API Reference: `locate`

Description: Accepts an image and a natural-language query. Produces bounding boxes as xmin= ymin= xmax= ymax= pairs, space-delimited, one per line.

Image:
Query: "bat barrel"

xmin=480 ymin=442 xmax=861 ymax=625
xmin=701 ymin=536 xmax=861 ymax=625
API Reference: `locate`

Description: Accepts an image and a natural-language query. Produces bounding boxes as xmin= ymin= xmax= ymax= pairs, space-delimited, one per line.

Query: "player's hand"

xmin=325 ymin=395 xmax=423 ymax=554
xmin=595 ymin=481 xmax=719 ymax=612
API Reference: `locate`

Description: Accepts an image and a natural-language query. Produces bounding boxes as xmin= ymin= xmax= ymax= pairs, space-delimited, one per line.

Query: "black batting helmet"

※

Exercise - Pick out and copy every line in the records above that contains the string "xmin", counting only matches with the same capitalization.

Answer to this task -
Description: Accepts an image and a natural-language query. Produces bounding boxes as xmin= ymin= xmax= ymax= pairs, space-delimited, one per line.
xmin=480 ymin=442 xmax=861 ymax=625
xmin=701 ymin=536 xmax=861 ymax=625
Description: Accepts an image and a natural-language query. Produces bounding boxes as xmin= ymin= xmax= ymax= pairs, space-delimited, one per line.
xmin=325 ymin=395 xmax=423 ymax=554
xmin=595 ymin=481 xmax=719 ymax=612
Description: Accepts an image and a natural-language query. Produces bounding boxes as xmin= ymin= xmax= ymax= pairs, space-delimited, one per line.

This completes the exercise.